* TASK OBJECTIVE *
What lines in the following entries hold the word "target"? Copy each one.

* RECORD SET *
▬▬▬▬▬▬
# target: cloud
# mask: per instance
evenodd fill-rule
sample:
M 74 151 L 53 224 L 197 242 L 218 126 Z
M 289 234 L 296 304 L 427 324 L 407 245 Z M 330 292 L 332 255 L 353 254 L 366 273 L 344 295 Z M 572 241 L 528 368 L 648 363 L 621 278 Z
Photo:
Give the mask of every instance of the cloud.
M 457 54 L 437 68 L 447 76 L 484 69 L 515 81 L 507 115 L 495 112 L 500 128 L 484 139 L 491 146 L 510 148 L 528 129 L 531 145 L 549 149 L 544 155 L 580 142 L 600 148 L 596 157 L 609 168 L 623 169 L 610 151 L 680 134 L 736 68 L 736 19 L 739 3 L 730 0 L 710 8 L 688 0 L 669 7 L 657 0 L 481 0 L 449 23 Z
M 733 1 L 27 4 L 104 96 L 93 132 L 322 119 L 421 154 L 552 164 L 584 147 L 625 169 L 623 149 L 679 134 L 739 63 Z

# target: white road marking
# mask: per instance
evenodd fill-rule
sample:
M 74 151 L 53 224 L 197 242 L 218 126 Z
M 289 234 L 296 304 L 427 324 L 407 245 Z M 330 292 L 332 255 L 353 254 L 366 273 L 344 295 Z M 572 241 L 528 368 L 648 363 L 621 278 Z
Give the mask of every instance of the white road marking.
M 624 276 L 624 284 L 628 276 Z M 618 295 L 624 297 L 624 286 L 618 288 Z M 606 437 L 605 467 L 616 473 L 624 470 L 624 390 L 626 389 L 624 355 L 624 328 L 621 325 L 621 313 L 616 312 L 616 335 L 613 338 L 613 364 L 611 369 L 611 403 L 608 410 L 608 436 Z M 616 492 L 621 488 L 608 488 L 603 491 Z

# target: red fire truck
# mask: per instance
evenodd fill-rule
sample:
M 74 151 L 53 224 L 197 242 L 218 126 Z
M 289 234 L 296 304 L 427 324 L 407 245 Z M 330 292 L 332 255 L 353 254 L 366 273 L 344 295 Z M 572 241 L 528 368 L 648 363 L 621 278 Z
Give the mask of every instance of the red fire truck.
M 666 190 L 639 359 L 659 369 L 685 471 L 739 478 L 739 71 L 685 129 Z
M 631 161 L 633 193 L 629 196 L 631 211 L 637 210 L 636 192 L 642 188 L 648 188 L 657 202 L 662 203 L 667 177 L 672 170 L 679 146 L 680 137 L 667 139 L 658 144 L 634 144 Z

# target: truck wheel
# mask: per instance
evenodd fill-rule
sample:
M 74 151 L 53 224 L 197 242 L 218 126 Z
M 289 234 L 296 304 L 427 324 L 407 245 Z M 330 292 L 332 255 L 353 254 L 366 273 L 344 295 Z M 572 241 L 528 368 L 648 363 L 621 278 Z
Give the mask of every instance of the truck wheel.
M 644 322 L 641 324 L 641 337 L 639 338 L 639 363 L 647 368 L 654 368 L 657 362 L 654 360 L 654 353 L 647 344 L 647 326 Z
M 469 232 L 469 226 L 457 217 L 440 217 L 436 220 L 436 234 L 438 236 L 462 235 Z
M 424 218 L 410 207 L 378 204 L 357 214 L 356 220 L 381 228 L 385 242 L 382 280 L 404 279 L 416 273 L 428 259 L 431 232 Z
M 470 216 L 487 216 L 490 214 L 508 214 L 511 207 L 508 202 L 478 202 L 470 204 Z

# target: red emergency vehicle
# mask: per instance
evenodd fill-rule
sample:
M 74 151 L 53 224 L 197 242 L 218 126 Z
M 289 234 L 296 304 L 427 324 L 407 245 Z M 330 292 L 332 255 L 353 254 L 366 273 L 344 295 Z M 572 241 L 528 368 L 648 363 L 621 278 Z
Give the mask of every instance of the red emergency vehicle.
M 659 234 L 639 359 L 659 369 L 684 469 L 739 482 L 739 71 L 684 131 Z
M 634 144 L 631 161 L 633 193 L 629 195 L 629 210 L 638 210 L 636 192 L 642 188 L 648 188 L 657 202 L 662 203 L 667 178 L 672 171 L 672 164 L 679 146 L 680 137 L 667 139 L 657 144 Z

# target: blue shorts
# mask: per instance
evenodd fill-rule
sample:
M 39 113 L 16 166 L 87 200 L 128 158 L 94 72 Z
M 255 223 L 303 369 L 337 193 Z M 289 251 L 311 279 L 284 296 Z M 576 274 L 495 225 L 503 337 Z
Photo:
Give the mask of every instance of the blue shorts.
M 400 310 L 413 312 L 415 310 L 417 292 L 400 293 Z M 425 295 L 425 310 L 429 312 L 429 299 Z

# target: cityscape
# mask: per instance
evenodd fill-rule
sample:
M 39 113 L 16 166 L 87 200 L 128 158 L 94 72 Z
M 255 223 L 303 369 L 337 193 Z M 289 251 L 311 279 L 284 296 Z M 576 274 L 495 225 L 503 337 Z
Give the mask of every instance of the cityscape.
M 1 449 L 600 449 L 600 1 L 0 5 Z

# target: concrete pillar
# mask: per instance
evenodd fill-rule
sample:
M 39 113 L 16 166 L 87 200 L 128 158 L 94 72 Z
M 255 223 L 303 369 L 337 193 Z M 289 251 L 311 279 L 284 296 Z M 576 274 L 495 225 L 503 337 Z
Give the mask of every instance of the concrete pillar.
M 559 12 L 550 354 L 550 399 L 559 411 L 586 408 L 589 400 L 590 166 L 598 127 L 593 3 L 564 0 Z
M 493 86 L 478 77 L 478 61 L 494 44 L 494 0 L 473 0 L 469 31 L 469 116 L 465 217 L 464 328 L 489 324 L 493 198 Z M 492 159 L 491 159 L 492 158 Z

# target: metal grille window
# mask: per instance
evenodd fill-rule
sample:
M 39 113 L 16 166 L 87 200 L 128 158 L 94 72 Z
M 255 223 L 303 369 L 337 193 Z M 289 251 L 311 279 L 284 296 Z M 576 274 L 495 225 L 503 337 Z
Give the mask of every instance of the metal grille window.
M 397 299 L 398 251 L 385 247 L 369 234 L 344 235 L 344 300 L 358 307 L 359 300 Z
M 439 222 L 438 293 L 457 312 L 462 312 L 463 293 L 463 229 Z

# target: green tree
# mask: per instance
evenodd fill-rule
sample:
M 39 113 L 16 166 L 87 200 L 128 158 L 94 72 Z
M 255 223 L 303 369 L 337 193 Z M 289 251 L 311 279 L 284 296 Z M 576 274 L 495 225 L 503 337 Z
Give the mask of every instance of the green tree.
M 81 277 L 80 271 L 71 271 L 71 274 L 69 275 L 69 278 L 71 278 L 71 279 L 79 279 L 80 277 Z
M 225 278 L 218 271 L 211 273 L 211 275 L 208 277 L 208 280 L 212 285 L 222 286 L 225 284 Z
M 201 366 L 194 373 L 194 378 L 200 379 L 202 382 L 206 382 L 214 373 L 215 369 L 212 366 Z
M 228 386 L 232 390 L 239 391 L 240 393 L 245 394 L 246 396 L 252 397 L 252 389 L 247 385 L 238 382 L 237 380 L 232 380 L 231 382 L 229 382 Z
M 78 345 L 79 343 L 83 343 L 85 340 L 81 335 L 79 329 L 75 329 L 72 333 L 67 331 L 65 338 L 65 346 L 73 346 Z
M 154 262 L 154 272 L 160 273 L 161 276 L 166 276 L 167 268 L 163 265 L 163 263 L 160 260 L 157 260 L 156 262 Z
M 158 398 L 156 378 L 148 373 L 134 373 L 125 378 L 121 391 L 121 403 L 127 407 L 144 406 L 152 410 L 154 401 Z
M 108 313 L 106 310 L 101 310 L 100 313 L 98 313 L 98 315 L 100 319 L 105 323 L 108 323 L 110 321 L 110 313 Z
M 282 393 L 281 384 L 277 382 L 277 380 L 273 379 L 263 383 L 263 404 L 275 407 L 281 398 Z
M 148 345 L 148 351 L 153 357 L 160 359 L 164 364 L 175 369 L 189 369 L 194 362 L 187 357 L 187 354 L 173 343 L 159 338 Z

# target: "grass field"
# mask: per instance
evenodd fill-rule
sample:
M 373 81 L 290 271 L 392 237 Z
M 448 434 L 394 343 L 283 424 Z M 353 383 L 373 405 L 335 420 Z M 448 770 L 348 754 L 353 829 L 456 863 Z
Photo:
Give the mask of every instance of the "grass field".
▬▬▬▬▬▬
* REPLY *
# target: cloud
# target: white road marking
# target: red fire truck
# target: truck wheel
# target: red emergency vehicle
# target: blue shorts
# target: cityscape
# target: concrete pillar
# target: metal grille window
# target: green tree
# target: "grass field"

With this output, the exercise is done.